**Prompt**.
Take the line that has "Phrase: forearm" in it and every line after it to the end of the entries, and reproduce them exactly.
....................
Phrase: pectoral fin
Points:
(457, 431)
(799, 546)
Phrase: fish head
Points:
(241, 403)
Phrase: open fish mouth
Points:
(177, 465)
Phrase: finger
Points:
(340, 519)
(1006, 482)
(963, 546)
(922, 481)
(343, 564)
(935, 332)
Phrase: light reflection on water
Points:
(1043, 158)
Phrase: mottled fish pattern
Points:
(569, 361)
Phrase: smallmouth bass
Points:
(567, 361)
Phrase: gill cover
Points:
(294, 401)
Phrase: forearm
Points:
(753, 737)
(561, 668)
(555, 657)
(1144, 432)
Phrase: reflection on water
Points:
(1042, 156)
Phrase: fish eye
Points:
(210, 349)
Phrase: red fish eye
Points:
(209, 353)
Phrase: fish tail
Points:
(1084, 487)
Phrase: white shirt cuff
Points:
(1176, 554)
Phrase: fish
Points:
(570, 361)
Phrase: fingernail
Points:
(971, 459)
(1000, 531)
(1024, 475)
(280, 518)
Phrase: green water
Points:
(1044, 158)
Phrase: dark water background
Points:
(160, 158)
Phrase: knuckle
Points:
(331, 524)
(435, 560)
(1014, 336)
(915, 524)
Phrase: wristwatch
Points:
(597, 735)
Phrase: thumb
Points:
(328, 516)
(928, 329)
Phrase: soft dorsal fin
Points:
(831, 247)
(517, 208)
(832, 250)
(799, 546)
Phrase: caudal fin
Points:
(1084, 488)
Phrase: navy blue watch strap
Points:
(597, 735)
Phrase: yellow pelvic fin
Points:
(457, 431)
....................
**Response for this exercise**.
Phrase: forearm
Points:
(753, 737)
(561, 668)
(555, 657)
(1144, 432)
Phrase: reflection on water
Points:
(1042, 156)
Phrase: fish eye
Points:
(210, 349)
Phrase: red fish eye
Points:
(209, 353)
Phrase: fish tail
Points:
(1084, 487)
Phrase: white shirt cuff
Points:
(1176, 554)
Phrase: fish
Points:
(570, 361)
Phrase: fingernail
Points:
(971, 459)
(1000, 531)
(1024, 475)
(280, 518)
Phrase: green water
Points:
(1044, 158)
Phrase: dark water background
Points:
(160, 158)
Phrase: knuckle
Points:
(331, 524)
(435, 560)
(1014, 336)
(915, 524)
Phrase: wristwatch
Points:
(597, 735)
Phrase: thumb
Points:
(328, 516)
(928, 329)
Phrase: soft dorsal fin
Points:
(831, 247)
(517, 208)
(832, 250)
(799, 546)
Phrase: caudal fin
Points:
(1084, 488)
Phrase: navy blue watch strap
Points:
(597, 735)
Phrase: yellow pelvic fin
Points:
(457, 431)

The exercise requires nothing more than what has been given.